About this exercise: Retype every line from the start of the entries below down to the line with "[(204, 187), (64, 161), (198, 89), (105, 72)]", both ends included; skip the pictures.

Exercise data:
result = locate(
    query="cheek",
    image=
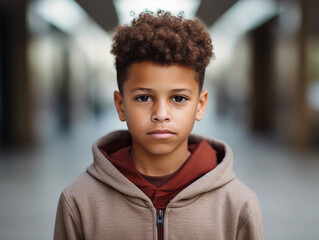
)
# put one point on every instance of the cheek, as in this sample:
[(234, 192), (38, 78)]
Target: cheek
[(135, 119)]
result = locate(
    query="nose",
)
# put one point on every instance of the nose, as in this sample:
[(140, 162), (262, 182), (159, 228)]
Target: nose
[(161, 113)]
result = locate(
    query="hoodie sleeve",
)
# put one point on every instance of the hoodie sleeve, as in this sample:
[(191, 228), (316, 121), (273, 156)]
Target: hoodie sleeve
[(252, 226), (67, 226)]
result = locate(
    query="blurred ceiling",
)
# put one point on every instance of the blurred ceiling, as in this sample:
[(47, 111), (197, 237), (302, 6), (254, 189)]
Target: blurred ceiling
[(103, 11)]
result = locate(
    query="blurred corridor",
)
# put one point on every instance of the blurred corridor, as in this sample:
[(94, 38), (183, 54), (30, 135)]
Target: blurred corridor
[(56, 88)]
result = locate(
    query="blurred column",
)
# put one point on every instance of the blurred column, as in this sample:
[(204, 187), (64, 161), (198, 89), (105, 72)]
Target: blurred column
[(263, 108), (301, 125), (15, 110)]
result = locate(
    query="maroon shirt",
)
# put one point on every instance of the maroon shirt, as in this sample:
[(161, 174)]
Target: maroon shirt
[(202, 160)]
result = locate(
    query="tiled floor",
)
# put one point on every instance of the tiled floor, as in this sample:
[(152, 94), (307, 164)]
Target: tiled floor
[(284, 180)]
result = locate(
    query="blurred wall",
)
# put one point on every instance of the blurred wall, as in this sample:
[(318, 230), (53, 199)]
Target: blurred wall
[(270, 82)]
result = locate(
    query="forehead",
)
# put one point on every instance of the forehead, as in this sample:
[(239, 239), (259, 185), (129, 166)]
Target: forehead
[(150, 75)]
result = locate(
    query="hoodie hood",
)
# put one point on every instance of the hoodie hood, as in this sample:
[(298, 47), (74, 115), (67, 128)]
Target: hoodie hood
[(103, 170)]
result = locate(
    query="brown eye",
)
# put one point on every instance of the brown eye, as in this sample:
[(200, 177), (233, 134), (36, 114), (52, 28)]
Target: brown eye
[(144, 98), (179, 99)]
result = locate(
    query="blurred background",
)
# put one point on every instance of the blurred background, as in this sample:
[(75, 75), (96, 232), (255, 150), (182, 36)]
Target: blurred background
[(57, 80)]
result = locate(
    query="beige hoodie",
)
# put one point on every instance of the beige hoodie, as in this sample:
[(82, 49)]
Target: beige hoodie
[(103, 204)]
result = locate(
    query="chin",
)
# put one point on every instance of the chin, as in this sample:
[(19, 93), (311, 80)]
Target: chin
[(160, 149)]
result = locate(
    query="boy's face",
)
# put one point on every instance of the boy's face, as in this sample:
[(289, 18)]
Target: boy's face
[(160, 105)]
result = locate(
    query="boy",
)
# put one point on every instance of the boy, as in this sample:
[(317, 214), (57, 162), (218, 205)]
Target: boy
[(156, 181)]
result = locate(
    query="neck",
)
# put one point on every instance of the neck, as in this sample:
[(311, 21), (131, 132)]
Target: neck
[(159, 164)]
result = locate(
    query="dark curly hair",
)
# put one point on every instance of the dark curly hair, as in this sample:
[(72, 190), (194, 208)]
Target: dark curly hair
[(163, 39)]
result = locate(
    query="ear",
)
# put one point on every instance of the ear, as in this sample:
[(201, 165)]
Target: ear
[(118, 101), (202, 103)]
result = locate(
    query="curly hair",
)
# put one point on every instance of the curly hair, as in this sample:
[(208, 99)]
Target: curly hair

Output of the exercise:
result = locate(
    query="cheek",
    image=
)
# put one point on every instance of the cheek, as in this sample:
[(234, 192), (38, 78)]
Target: cheek
[(135, 119)]
result = locate(
    query="nose",
)
# put one point on every instance of the nose, as in this sample:
[(140, 162), (262, 182), (159, 228)]
Target: nose
[(161, 113)]
result = locate(
    query="hoodie sleeve",
)
# put one point on every instance of the hoodie sleeve, as in this sample:
[(191, 228), (316, 121), (273, 156)]
Target: hoodie sleeve
[(252, 226), (67, 226)]
result = locate(
    query="blurred ceiling",
)
# put one point on every instance of the blurred ceiling, as in this sample:
[(47, 111), (197, 237), (302, 6), (254, 189)]
Target: blurred ceiling
[(103, 11)]
result = locate(
    query="blurred corridor",
)
# put one point on every instance of the blurred corridor, as in this sample:
[(94, 38), (183, 54), (30, 135)]
Target: blurred corridor
[(56, 88)]
result = locate(
    query="blurred column",
)
# put one point on every instance of the blurred column, as in this sample:
[(204, 187), (64, 161), (198, 89), (105, 72)]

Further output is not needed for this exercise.